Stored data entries
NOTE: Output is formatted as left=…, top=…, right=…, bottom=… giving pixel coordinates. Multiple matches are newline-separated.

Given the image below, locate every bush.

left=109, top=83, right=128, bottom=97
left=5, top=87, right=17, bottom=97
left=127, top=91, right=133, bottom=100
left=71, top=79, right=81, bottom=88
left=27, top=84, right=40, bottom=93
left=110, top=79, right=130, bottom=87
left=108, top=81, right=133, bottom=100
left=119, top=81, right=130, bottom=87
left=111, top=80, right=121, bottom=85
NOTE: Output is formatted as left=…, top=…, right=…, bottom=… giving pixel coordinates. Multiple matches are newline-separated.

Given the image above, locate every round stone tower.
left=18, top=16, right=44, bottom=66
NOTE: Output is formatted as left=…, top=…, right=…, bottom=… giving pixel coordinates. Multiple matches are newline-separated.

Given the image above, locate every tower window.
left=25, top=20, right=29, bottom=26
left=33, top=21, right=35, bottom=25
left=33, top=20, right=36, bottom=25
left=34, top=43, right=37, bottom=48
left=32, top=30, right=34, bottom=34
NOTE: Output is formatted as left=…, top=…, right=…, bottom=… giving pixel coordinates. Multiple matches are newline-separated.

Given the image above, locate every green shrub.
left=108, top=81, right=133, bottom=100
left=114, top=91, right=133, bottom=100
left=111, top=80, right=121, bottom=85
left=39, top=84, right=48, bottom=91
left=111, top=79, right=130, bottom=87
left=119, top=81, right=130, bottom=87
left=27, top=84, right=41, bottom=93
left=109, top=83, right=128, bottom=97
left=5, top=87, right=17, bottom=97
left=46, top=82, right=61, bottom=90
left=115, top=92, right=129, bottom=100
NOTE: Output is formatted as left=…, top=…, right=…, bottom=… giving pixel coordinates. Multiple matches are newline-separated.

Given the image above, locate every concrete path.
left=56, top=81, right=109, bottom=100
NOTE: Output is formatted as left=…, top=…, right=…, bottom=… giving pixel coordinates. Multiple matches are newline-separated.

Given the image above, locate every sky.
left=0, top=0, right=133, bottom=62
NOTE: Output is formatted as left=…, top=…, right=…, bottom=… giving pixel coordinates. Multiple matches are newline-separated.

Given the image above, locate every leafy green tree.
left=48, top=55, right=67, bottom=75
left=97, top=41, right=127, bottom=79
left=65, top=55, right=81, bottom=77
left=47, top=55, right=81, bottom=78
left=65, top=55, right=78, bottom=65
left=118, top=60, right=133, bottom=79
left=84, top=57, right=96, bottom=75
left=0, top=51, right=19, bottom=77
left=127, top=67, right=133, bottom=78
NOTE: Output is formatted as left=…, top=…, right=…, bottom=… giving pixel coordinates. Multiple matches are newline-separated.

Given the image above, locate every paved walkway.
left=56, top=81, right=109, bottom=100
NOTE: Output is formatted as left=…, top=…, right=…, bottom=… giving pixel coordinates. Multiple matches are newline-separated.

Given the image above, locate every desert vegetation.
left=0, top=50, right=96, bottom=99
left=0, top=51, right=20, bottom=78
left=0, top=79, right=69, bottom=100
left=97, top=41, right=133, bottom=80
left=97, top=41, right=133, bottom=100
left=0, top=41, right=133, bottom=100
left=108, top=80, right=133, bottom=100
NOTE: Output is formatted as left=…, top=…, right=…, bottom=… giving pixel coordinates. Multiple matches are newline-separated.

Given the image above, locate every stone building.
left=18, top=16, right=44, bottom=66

## Task description
Exactly as shown above, return every record.

## Solution for this exercise
NOTE: Output is formatted as left=…, top=…, right=…, bottom=… giving pixel coordinates. Multiple matches are newline-separated.

Given the image below, locate every bush.

left=109, top=83, right=128, bottom=97
left=5, top=87, right=17, bottom=97
left=127, top=91, right=133, bottom=100
left=71, top=79, right=81, bottom=88
left=27, top=84, right=40, bottom=93
left=110, top=79, right=130, bottom=87
left=108, top=81, right=133, bottom=100
left=119, top=81, right=130, bottom=87
left=111, top=80, right=121, bottom=85
NOTE: Output is formatted as left=…, top=…, right=…, bottom=… giving pixel coordinates. Multiple matches are newline-separated.

Given the image above, locate every round stone tower.
left=18, top=16, right=44, bottom=66
NOTE: Output is formatted as left=…, top=…, right=…, bottom=… giving pixel coordinates. Multiple matches are newline-separated.

Given the image above, locate every tower window.
left=25, top=20, right=29, bottom=26
left=33, top=21, right=35, bottom=25
left=33, top=20, right=36, bottom=25
left=34, top=43, right=37, bottom=48
left=32, top=30, right=34, bottom=34
NOTE: Output is formatted as left=…, top=…, right=…, bottom=… giving pixel coordinates. Multiple matches are newline-separated.

Given the image above, locate every green shrub.
left=108, top=81, right=133, bottom=100
left=114, top=91, right=133, bottom=100
left=111, top=80, right=121, bottom=85
left=39, top=84, right=48, bottom=91
left=111, top=79, right=130, bottom=87
left=119, top=81, right=130, bottom=87
left=27, top=84, right=41, bottom=93
left=109, top=83, right=128, bottom=97
left=5, top=87, right=17, bottom=97
left=46, top=82, right=61, bottom=90
left=115, top=92, right=129, bottom=100
NOTE: Output is formatted as left=…, top=…, right=…, bottom=… giving pixel coordinates. Multiple matches are newline-separated.

Given the image above, locate every concrete path.
left=56, top=81, right=109, bottom=100
NOTE: Output is formatted as left=…, top=…, right=…, bottom=… giving pixel coordinates. Multiple matches are newline-separated.

Given the image above, locate every sky.
left=0, top=0, right=133, bottom=62
NOTE: Output is formatted as left=…, top=…, right=…, bottom=… giving pixel coordinates. Multiple matches are newline-separated.

Given the image above, locate every leafy green tree.
left=48, top=55, right=67, bottom=75
left=97, top=41, right=127, bottom=79
left=65, top=55, right=81, bottom=77
left=47, top=55, right=81, bottom=78
left=65, top=55, right=78, bottom=65
left=118, top=60, right=133, bottom=79
left=84, top=57, right=96, bottom=75
left=0, top=51, right=19, bottom=77
left=127, top=67, right=133, bottom=78
NOTE: Output is formatted as left=…, top=…, right=…, bottom=… giving pixel coordinates. Multiple matches are newline-separated.

Given the image above, locate every paved walkway.
left=56, top=81, right=109, bottom=100
NOTE: Output is formatted as left=…, top=…, right=…, bottom=… giving pixel coordinates. Multiple matches are newline-separated.

Given the image above, locate every desert vegetation.
left=0, top=50, right=96, bottom=99
left=0, top=51, right=20, bottom=78
left=0, top=79, right=69, bottom=100
left=97, top=41, right=133, bottom=80
left=97, top=41, right=133, bottom=100
left=0, top=41, right=133, bottom=100
left=108, top=80, right=133, bottom=100
NOTE: Output is formatted as left=…, top=…, right=…, bottom=… giving pixel coordinates. Multiple matches are newline-separated.

Given the image above, locate every stone building.
left=18, top=16, right=44, bottom=66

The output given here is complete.